• _EXERCISE AIM_
Copy exactly the lines from the one containing "main landing gear in the picture above?" through the last line of the records, both included, and nothing more.

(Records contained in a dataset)

[Start]

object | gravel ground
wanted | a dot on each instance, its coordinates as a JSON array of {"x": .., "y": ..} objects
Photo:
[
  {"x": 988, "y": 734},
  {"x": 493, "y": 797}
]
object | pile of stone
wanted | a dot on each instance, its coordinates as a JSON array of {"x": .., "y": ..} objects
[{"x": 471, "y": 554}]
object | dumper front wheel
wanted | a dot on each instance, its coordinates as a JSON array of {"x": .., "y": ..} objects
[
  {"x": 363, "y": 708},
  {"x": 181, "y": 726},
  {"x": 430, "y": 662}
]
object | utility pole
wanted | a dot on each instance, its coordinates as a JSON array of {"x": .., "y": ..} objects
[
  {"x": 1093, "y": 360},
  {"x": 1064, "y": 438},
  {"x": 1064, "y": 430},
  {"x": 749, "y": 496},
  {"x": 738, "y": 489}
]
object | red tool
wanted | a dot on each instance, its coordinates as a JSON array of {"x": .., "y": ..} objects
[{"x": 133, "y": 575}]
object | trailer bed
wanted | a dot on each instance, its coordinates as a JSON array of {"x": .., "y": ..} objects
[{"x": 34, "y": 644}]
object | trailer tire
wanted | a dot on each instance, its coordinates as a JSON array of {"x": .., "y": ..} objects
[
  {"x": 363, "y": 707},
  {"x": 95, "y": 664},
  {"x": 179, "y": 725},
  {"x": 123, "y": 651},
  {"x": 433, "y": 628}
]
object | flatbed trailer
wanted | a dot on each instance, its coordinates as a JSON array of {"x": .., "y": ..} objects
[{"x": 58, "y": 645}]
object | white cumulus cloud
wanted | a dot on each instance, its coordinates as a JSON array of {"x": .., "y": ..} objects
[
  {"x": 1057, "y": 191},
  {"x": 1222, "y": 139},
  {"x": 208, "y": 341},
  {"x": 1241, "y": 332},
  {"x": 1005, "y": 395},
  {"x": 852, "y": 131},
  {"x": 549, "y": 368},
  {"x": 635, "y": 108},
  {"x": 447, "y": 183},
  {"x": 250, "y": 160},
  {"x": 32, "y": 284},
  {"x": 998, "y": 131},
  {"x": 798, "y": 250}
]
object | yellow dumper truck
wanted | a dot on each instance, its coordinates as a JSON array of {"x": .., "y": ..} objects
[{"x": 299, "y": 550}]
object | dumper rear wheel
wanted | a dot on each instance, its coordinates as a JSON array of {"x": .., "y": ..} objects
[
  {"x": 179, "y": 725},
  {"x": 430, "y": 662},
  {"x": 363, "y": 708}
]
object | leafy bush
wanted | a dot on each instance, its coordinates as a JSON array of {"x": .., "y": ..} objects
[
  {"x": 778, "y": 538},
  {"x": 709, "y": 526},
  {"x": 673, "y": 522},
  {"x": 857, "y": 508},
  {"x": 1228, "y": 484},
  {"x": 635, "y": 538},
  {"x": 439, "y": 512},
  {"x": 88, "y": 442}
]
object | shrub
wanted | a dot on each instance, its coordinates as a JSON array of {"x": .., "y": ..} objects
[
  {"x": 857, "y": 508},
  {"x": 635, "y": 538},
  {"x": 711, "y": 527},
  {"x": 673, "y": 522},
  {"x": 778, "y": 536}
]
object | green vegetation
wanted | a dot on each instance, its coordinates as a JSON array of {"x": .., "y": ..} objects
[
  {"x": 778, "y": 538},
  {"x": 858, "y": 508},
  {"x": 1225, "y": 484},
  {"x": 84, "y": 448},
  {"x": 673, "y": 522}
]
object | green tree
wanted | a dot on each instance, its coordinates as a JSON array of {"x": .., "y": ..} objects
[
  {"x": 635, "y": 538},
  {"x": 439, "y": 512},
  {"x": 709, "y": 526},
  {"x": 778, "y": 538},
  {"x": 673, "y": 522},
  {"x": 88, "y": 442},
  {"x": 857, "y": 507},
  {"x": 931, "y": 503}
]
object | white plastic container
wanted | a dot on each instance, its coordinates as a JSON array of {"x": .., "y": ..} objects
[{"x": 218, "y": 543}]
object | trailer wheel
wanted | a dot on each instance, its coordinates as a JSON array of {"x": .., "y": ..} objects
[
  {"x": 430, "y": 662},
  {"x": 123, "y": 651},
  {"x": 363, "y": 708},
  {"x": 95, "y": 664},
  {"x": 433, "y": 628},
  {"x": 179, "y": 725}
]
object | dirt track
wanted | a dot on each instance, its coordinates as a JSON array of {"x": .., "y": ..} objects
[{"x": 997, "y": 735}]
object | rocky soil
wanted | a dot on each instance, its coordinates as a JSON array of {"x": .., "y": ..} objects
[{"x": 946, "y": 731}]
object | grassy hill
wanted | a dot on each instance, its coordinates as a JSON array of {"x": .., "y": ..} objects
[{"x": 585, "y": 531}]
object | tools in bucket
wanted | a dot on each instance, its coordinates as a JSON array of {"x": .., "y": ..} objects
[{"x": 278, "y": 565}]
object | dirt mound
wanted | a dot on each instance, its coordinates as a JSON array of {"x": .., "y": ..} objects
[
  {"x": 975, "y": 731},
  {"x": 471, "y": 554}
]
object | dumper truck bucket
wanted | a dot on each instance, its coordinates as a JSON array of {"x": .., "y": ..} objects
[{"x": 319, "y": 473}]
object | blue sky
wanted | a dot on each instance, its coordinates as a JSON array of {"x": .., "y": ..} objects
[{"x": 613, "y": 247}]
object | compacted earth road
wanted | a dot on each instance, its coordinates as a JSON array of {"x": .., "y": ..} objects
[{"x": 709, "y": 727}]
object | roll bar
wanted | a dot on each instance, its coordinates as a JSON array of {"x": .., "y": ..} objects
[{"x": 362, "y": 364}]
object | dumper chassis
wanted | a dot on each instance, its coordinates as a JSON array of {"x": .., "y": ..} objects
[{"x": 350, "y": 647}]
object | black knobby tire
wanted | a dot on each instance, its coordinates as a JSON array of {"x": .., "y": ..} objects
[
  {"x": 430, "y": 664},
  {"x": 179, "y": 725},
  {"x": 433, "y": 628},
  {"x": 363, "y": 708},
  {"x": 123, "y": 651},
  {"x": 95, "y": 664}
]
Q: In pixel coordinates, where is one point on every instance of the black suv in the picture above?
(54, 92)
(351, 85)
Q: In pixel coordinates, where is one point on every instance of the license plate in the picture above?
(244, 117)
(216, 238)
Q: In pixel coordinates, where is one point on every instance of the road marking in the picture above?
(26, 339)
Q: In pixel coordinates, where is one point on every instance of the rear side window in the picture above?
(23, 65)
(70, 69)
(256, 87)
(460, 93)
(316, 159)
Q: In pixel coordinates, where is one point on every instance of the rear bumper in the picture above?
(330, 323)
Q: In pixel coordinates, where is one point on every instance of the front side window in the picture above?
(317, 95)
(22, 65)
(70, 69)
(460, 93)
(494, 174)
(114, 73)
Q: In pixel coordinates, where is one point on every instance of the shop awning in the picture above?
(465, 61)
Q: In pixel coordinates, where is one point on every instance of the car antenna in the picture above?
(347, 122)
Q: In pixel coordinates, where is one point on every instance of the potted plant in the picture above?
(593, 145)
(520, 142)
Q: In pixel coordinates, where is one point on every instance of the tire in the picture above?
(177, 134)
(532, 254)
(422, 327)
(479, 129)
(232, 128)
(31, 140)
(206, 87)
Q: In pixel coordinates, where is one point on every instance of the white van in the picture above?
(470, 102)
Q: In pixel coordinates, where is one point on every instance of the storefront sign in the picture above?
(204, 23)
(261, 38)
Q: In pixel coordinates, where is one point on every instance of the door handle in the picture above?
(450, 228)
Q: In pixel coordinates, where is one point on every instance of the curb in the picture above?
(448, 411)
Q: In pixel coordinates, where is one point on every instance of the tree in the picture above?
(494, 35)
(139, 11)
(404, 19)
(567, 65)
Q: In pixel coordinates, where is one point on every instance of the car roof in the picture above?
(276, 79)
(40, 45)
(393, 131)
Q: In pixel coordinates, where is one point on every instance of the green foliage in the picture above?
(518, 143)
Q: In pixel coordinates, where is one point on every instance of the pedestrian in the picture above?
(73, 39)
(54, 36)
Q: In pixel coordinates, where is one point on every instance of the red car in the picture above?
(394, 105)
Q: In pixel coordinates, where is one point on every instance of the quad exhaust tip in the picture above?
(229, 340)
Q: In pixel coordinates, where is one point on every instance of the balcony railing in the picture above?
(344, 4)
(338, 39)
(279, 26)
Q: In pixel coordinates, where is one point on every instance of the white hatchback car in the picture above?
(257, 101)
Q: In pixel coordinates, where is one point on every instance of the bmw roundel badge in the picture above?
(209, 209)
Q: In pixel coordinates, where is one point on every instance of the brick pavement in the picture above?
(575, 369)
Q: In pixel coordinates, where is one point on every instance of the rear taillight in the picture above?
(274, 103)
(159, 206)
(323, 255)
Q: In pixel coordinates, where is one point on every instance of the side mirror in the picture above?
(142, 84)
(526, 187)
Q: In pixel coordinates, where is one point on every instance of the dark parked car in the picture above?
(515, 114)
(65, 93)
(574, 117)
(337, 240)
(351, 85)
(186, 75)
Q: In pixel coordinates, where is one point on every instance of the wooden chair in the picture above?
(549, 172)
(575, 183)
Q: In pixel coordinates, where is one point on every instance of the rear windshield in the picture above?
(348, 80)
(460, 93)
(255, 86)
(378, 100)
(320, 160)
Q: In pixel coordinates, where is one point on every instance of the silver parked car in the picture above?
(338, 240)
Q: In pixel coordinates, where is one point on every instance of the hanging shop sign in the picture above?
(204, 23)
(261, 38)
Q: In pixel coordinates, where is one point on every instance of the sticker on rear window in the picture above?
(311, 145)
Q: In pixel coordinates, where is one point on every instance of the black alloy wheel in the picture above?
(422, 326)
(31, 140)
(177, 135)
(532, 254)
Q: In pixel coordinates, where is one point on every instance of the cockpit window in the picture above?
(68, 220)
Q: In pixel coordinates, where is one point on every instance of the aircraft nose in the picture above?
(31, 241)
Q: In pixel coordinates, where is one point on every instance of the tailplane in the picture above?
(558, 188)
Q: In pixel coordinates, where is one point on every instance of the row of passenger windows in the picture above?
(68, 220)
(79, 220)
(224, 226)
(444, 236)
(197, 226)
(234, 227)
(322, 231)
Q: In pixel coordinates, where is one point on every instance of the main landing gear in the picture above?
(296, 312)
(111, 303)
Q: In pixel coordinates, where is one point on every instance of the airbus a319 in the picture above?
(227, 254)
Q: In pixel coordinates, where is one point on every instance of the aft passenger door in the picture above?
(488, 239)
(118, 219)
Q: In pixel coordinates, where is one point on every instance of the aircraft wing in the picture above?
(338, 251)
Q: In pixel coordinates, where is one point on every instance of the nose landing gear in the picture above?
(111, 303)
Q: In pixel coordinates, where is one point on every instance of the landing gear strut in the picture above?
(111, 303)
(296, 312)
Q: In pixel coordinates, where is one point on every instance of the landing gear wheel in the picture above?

[End]

• _FULL ANSWER_
Q: In pixel coordinates, where is one point on every instance of the main landing gear in the picture above?
(296, 312)
(111, 303)
Q: In pixel coordinates, where is one point on every instance of the airbus a319 in the picture above?
(227, 254)
Q: In pixel coordinates, where is one point on every instance of the aft passenger door in the picture above?
(488, 239)
(118, 219)
Q: In pixel coordinates, where is one point on every instance of the aircraft wing in the picture above?
(338, 251)
Q: In pixel coordinates, where is one point on every instance of the nose landing gear in the picture above?
(111, 303)
Q: In pixel coordinates, where is one point on every instance of the landing gear strut in the picture above?
(111, 303)
(296, 312)
Q: In pixel coordinates, where is one point on every instance of the landing gear wheel in the picture above?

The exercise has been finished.